The House Ethics Committee announced on Wednesday that it had established a subcommittee to investigate allegations that Rep. Sheila Cherfilus-McCormick (D-FL) flouted campaign finance laws, among other potential violations.
According to a statement, the committee will probe whether “she may have violated campaign finance laws and regulations in connection with her 2022 special election and/or 2022 re-election campaigns; failed to properly disclose required information on statements required to be filed with the House; and/or accepted voluntary services for official work from an individual not employed in her congressional office.”
Rep. Andrew Garbarino is set to lead the subcommittee. The possible violations were referred by the Office of Congressional Ethics.
ADVERTISEMENT
“As the Ethics Committee said in its statement, the mere fact of establishing an investigative subcommittee does not itself indicate that any violation occurred,” Cherfilus-McCormick’s Press Secretary Jonathan Levin said in a statement to the Daily Beast. “Regardless, the Congresswoman takes these matters seriously and is working to resolve them.”
Cherfilus-McCormick came under scrutiny during her reelection campaign after using taxpayer funds from congressional office—not her campaign committee—to fund television advertisements.

▶ [YOUR TASKS]
1. Extract the stretch of the ethics investigation article from "Rep. Andrew Garbarino" through "fund television advertisements.", copying it word for word.
2. Write what comes next in the ethics investigation article, continuing from its final sentence.

▶ [Stored data entries]
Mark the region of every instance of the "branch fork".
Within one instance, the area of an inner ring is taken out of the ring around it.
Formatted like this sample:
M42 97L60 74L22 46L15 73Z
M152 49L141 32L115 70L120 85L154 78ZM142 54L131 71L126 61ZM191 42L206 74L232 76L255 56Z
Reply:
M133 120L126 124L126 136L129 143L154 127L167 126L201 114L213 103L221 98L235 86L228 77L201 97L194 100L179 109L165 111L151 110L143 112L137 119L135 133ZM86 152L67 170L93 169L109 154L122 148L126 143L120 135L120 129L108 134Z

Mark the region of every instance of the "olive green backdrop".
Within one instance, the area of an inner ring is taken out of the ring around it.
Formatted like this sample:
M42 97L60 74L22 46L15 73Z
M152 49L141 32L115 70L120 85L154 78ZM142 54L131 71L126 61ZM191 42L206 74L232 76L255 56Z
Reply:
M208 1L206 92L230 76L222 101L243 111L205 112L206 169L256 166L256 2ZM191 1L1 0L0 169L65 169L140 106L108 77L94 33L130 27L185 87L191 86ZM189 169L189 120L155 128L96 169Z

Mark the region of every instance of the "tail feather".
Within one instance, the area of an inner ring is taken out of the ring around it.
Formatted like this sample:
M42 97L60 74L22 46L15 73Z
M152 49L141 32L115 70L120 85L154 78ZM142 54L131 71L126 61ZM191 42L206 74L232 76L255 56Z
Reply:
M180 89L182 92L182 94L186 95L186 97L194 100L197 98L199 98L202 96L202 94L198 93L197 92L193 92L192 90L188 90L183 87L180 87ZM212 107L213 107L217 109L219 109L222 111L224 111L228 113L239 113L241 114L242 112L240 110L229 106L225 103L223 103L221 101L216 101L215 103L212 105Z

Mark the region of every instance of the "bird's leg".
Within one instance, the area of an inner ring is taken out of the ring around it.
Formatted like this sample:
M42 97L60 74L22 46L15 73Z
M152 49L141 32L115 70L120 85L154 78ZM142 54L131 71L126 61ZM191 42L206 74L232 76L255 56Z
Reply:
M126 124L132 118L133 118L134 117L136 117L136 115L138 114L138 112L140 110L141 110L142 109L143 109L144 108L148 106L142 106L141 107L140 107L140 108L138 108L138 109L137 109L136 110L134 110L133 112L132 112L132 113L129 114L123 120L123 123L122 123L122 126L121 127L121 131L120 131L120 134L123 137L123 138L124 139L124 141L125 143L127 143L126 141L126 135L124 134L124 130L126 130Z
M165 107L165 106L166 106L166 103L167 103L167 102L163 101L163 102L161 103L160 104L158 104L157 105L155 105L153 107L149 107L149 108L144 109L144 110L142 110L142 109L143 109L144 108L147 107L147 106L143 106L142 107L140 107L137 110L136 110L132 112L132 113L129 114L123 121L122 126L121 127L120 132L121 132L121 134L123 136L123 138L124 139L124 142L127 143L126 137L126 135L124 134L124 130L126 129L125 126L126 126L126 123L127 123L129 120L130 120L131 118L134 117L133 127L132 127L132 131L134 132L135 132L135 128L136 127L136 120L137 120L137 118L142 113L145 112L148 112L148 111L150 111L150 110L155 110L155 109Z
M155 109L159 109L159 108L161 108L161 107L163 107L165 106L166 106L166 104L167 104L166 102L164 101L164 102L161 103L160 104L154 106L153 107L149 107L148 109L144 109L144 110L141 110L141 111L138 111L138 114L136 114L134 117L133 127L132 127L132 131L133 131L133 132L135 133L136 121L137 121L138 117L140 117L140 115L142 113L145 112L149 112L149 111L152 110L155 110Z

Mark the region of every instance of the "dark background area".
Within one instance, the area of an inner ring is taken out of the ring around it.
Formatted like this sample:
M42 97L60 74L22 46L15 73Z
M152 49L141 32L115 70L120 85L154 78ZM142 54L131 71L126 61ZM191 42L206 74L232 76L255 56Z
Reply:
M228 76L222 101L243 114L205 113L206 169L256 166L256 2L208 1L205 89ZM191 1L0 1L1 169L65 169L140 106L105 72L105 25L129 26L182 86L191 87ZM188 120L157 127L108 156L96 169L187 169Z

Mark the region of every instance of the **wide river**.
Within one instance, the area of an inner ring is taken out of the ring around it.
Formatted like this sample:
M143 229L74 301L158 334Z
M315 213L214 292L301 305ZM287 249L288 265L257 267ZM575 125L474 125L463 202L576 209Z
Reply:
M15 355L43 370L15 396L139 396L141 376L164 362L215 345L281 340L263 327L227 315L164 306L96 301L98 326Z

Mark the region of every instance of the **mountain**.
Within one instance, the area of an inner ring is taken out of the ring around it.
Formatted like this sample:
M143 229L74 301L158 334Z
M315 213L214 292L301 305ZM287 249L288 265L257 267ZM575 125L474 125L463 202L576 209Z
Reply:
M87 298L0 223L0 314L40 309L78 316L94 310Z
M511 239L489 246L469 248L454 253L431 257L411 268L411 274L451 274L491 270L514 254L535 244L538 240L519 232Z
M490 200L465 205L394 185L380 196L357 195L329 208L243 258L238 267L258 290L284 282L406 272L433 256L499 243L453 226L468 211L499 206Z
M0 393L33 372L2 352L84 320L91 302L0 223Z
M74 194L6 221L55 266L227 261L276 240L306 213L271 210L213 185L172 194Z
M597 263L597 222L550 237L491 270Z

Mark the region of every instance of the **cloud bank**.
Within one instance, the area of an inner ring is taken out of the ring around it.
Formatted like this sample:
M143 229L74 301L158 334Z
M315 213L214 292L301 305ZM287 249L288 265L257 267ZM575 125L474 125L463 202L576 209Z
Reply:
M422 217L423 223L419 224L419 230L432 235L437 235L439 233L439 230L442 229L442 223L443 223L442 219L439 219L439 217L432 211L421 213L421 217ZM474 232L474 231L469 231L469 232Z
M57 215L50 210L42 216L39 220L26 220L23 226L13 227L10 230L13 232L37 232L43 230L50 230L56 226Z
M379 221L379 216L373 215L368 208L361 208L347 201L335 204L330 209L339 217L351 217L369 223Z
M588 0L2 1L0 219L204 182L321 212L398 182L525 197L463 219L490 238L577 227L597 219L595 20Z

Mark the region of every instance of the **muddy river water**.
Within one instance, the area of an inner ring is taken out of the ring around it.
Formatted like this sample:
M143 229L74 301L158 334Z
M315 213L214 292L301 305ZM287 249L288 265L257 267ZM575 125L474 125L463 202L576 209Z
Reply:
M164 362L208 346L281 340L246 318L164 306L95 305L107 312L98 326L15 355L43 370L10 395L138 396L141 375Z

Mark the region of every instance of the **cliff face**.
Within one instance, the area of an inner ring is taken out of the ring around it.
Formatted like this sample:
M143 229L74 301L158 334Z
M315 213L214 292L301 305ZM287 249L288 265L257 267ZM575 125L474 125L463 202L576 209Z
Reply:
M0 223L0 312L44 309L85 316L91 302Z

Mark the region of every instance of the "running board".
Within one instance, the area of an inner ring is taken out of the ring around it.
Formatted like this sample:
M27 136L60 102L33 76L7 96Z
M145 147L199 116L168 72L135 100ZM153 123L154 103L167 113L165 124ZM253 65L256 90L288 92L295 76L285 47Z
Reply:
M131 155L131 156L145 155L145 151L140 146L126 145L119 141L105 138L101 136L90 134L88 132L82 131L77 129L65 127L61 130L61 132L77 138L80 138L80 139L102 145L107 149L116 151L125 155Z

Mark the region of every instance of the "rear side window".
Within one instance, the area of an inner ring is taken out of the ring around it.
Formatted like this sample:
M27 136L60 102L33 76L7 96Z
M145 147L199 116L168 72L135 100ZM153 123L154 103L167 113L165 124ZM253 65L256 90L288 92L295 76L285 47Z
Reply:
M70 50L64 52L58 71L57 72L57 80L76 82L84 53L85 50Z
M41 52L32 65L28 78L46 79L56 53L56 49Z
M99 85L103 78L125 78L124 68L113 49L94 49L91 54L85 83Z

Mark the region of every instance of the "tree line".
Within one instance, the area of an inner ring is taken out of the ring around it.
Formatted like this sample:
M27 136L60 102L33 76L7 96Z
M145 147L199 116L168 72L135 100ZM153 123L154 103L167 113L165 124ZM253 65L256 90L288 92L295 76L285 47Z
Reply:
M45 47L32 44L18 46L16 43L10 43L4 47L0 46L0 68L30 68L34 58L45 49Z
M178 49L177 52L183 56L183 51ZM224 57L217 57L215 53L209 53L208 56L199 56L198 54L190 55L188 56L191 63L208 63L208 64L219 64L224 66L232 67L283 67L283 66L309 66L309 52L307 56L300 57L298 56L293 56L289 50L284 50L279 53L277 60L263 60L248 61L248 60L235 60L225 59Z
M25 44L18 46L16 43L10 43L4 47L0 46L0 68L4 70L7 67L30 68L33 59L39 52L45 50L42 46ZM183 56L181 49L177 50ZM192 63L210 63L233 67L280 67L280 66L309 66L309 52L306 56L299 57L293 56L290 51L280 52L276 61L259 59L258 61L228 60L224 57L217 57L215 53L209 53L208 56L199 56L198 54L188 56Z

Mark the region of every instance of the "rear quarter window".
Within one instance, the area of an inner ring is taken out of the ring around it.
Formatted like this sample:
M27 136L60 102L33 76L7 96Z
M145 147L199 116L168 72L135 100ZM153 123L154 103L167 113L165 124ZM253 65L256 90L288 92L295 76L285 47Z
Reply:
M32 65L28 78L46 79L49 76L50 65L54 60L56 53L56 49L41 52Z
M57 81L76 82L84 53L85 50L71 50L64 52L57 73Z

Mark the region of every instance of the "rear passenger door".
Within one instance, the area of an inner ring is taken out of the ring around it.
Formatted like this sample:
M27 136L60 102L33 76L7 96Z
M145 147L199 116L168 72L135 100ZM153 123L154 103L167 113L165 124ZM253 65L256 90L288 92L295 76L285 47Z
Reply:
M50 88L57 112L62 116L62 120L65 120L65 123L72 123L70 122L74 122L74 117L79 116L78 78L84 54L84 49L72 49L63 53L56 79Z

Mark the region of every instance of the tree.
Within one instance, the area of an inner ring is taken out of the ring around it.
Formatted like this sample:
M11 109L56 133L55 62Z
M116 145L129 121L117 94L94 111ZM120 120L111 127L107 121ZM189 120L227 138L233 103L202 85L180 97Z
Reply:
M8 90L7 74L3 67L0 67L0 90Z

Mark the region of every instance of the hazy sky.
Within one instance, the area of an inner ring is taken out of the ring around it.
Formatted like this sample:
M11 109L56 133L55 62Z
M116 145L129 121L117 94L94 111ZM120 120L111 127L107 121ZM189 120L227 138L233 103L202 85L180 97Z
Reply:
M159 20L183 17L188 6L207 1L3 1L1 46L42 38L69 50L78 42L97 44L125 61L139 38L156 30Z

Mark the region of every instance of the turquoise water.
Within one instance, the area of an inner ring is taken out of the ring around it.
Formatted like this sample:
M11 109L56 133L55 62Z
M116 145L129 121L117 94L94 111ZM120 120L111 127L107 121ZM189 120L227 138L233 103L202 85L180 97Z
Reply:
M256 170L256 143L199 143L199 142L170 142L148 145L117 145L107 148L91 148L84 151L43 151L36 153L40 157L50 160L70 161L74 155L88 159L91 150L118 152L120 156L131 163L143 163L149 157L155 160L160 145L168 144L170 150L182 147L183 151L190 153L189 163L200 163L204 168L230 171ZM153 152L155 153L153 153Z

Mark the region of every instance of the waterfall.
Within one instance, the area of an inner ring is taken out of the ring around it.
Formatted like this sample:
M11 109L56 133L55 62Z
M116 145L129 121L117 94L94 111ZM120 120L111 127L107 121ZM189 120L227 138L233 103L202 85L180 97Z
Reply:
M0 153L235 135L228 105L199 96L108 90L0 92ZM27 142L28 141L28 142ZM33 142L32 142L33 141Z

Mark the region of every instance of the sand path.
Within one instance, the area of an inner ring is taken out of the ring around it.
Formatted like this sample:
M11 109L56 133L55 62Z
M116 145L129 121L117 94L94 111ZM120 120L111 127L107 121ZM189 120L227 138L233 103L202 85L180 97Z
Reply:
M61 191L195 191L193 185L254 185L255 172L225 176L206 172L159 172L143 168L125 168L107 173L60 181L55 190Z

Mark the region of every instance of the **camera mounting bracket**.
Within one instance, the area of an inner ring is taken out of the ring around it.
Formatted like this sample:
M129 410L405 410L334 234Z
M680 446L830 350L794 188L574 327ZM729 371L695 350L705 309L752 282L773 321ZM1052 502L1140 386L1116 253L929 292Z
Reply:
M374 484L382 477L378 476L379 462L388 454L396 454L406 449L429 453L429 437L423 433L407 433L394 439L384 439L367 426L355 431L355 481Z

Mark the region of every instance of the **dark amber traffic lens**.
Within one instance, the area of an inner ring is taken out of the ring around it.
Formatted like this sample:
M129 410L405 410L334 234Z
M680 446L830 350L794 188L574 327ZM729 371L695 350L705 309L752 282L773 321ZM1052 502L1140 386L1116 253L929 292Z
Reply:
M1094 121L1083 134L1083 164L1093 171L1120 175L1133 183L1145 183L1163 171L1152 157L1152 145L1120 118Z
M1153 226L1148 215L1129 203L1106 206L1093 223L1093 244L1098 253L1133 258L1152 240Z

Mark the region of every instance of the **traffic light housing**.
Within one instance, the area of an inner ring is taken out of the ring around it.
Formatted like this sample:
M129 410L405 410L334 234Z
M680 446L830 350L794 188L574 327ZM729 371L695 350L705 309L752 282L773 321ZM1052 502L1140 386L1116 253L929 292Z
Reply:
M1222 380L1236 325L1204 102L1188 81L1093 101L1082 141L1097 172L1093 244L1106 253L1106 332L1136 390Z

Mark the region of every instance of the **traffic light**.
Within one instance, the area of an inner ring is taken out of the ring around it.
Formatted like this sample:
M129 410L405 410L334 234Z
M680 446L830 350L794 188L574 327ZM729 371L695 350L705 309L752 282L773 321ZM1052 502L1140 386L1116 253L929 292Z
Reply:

▶ [ANSWERS BY TASK]
1.
Rep. Andrew Garbarino is set to lead the subcommittee. The possible violations were referred by the Office of Congressional Ethics.
ADVERTISEMENT
“As the Ethics Committee said in its statement, the mere fact of establishing an investigative subcommittee does not itself indicate that any violation occurred,” Cherfilus-McCormick’s Press Secretary Jonathan Levin said in a statement to the Daily Beast. “Regardless, the Congresswoman takes these matters seriously and is working to resolve them.”
Cherfilus-McCormick came under scrutiny during her reelection campaign after using taxpayer funds from congressional office—not her campaign committee—to fund television advertisements.

2.
RNC Spokeswoman Julia Friedland blasted the spending as corruption in a statement issued in July 2022: “Not only are Florida Democrats incompetent, they’re also corrupt.”
The right-wing outrage grew to include increasingly outlandish claims about Cherfilus-McCormick.
Peter Schorsch, the publisher of Florida Politics, went so far as to question whether Cherfilus-McCormick pilfered money earmarked for vaccines, a claim fully rebuked by her campaign. Florida Politics later took down Schorsch’s story, which can still be found via web archive.
Cherfilus-McCormick’s press secretary Shauna Pierre told the South Florida Sun Sentinel last year that “There is no grey area on the use of these PSAs. They have been unequivocally approved.”